Short task A.
In the forum thread about the lathe tailstock modification, what thread pitch was chosen for the bolt?
Short task B.
Please write what comes next in the forum thread about the lathe tailstock modification, starting after its final sentence.

Passage given.
▼▼▼

15K views 30 replies 8 participants last post by  Carter_21  
Without going back and reading all the posts, let me ask this: with your setup, the entire original shaft rotates, which originally didn't, correct? The original shaft did not rotate but slid in and out with the locking set bolt riding in the slot. A couple of questions, first of all, if the shaft were to stop and need to be locked, with the head of the locking bolt that usually rides in the slot just slightly on the edge of that slot, wouldn't it, or could it, mar the edge of that slot where it would or could hamper the smooth transition in and out of the shaft?

Second, what stops the shaft, when the threads come to where usually the locking bolt head in the slot stops the travel? You sure don't want to lock down on the threads. Forgive me as I just woke up from my SS nap, as I was practicing how to sleep before I went to sleep. lol
OK one more question, how much travel does the ram have now? Is it the same as before as I picture it is?
 
BigJim;

The threaded ram does rotate with this modification. The 7/16" dia. bolt I settled on for the mod is 3-5/16" long (head included) with 1-1/4" of thread and 1-3/4" of shoulder. I chose a 20tpi pitch for better grip and less play. I experimented with quite a few different bolt lengths and thread to shoulder "ratios". This length of threading (1-1/4") when screwed all the way into the back of the ram assures the ram's outward travel stops just before the threads come under the locking screw/pin.

Overall ram travel is controlled by turning the cranking wheel (now sticking out of the rear of the tailstock) all the way in or all the way out. Of course most of the time tightening down on a piece wood for turning will stop somewhere in between the extremes.

On my lathe there is approx. 1-3/4 to 1-7/8 inches of tailstock spindle travel. Since the ram can "stop" conceivably anywhere after snugging down your project the locking screw/pin is simply tightened down at that point on the surface of the ram...the non-threaded part.

▲▲▲

Stored entries
▼▼▼

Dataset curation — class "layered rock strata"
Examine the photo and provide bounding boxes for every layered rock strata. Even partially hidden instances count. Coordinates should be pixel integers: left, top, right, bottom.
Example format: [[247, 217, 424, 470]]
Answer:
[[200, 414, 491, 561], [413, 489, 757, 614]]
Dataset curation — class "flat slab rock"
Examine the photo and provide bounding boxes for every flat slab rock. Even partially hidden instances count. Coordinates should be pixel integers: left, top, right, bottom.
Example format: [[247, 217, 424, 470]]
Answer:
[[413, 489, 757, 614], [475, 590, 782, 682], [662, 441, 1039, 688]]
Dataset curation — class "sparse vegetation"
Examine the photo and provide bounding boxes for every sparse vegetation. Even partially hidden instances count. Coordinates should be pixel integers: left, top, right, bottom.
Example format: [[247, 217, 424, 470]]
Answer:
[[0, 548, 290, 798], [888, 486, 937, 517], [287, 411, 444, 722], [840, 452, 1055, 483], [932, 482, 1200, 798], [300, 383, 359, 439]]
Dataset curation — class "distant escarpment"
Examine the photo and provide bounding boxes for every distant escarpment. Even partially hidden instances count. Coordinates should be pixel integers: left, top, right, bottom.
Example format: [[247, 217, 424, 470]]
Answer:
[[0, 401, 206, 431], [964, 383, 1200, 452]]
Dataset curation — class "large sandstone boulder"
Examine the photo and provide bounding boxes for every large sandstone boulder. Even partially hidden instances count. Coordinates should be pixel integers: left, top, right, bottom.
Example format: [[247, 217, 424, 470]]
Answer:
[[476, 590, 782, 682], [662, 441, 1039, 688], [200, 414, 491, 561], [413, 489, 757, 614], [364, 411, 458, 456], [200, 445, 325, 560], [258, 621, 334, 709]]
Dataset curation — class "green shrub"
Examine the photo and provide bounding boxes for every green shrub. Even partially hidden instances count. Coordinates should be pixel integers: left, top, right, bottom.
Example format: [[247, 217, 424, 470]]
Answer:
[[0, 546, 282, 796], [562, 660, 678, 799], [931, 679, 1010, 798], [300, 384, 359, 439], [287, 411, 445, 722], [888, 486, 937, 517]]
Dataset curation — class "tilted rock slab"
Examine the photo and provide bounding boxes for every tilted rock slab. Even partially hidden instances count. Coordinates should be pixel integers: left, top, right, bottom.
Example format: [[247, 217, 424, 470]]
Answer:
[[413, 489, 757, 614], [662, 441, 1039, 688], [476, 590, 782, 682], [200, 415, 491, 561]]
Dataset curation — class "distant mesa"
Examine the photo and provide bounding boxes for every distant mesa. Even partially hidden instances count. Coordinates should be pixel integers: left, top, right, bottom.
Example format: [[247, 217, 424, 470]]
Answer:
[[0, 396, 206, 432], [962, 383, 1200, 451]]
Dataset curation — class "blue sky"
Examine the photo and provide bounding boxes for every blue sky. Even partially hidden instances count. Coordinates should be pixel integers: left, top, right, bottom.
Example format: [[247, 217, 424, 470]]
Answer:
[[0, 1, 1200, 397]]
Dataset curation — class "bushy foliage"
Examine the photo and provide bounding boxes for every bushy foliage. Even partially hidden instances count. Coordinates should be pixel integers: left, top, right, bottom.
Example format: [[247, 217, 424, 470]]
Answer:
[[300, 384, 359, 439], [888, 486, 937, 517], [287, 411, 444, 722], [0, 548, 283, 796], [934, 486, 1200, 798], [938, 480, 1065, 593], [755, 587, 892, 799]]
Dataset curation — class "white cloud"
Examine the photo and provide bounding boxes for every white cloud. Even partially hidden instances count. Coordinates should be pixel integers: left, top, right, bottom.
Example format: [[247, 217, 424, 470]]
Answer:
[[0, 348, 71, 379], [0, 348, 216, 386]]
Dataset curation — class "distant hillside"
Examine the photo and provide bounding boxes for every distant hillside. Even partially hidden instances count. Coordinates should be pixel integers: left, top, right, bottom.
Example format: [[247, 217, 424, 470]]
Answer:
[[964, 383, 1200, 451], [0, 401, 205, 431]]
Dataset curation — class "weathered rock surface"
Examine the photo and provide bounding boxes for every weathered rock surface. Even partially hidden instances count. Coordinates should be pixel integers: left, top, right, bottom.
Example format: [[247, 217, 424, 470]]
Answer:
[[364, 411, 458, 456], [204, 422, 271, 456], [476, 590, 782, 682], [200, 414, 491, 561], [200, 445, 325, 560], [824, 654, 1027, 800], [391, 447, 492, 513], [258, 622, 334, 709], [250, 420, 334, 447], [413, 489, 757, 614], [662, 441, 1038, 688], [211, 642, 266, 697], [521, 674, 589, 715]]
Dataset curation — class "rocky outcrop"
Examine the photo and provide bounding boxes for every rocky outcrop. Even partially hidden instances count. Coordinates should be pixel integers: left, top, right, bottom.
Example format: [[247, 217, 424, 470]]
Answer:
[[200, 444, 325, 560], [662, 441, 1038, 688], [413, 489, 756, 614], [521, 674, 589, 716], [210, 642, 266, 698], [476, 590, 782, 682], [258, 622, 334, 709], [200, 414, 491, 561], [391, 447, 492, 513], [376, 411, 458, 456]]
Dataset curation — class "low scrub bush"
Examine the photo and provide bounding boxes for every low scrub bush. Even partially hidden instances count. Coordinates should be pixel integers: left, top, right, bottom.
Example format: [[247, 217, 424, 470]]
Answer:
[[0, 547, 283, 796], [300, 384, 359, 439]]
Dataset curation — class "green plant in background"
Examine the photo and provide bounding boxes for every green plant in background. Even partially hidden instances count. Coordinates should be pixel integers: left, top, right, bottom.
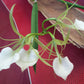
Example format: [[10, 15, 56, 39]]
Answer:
[[0, 0, 83, 80]]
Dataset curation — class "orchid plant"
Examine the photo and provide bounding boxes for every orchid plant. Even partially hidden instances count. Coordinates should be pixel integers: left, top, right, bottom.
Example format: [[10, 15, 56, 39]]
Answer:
[[0, 0, 84, 80]]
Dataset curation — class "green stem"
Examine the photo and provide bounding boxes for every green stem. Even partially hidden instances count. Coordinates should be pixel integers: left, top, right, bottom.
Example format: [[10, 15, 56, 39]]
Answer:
[[58, 0, 84, 9]]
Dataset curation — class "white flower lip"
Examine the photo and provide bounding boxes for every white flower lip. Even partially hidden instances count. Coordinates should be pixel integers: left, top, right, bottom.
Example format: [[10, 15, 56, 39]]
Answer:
[[53, 57, 74, 80], [0, 47, 19, 71], [16, 49, 38, 71], [74, 19, 84, 31]]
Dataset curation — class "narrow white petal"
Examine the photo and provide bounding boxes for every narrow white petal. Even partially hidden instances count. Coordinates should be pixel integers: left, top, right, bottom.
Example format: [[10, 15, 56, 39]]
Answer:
[[0, 47, 19, 70], [53, 57, 74, 80], [1, 47, 13, 59], [74, 19, 84, 31], [16, 49, 38, 71]]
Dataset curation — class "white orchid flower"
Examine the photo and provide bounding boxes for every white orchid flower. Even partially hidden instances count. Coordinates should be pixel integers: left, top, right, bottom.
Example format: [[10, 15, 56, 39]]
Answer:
[[16, 48, 38, 71], [74, 19, 84, 31], [53, 57, 74, 80], [0, 47, 19, 71]]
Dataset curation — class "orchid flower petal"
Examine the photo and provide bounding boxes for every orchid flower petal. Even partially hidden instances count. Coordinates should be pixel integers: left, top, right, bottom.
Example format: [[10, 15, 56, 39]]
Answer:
[[53, 57, 74, 80], [16, 49, 38, 71], [74, 19, 84, 31], [0, 47, 19, 71]]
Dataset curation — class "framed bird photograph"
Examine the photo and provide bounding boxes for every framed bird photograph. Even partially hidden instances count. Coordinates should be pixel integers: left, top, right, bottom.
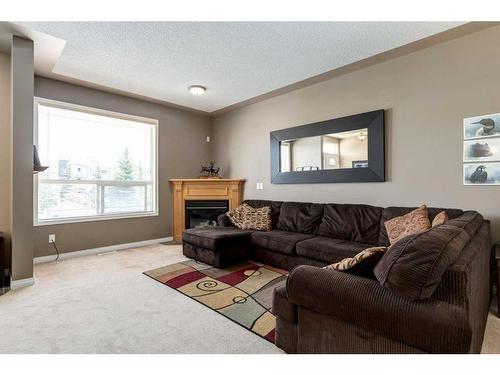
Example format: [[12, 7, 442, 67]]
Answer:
[[464, 163, 500, 185], [463, 113, 500, 185], [464, 113, 500, 140]]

▲▲▲

Task response A.
A 20tpi pitch.

Task response B.
If it appears that the locking pin is going to land on either edge of the slot just turn the crank a hair more forward to either put the pin directly in the slot or rotate it a hair more in the tightening direction to move it away from that edge of the slot. The wood being turned should be able to take a smidge of extra squeeze between the centers if needed to accomplish this.

I added a few pics below to show the general configuration and the bolt I used for the mod...pardon the clutter in one of them. The first picture shows the threads tapped into the ram where the crank screws into it.
View attachment 425281
View attachment 425279 View attachment 425280
Close ups of the cranking wheel.
View attachment 425282 View attachment 425283

I hope I've answered your questions and if you have more please ask.

Biznawich
Bruce Jennings
I really appreciate you taking the time to explain this, thank you. It does make good sense and I do see how it all works now. One thing I would want in a tail stock with an adjusting wheel would be for drilling a center hole in my work piece. Maybe somewhere someone makes a tail stock that can be adjusted on the tube shaft using a wheel to move it back and forth, like the teeth on a drill press to adjust the table up or down. That would be ideal for drilling center holes of any depth, not just the travel of the ram of the tail stock. Just a thought. I appreciate your time and effort to explain all of this.